DO THIS:
Collect each line in the entries below that contains the string "blue", and copy every such line in full. Case matters when matching.

(Saved data entries)
:::::

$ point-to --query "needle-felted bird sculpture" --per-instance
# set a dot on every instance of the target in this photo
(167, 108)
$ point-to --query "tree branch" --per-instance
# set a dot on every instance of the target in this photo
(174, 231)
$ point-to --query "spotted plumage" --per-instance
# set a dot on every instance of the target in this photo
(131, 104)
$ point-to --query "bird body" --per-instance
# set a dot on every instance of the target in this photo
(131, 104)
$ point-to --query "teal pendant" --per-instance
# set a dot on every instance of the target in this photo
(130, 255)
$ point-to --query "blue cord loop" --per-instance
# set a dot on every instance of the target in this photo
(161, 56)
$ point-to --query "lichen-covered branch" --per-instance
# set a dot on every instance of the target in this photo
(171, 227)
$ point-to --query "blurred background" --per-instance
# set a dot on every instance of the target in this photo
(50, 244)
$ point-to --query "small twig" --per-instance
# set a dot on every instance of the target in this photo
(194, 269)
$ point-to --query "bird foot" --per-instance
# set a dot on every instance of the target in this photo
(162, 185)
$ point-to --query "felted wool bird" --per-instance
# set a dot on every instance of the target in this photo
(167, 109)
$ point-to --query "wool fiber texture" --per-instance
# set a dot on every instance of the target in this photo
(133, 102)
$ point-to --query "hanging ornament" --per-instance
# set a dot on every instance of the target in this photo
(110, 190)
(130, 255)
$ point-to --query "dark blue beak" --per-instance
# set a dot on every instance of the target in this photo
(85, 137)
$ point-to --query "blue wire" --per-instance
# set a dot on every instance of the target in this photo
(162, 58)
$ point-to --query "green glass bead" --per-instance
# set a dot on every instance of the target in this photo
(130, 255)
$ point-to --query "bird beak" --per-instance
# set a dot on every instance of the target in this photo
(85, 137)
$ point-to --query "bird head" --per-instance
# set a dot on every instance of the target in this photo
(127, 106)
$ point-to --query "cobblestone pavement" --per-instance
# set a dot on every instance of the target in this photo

:::::

THE OUTPUT:
$ point-to --query "blue cord loop" --per-instance
$ point-to --query "dark blue beak" --per-instance
$ point-to --query "blue wire" --per-instance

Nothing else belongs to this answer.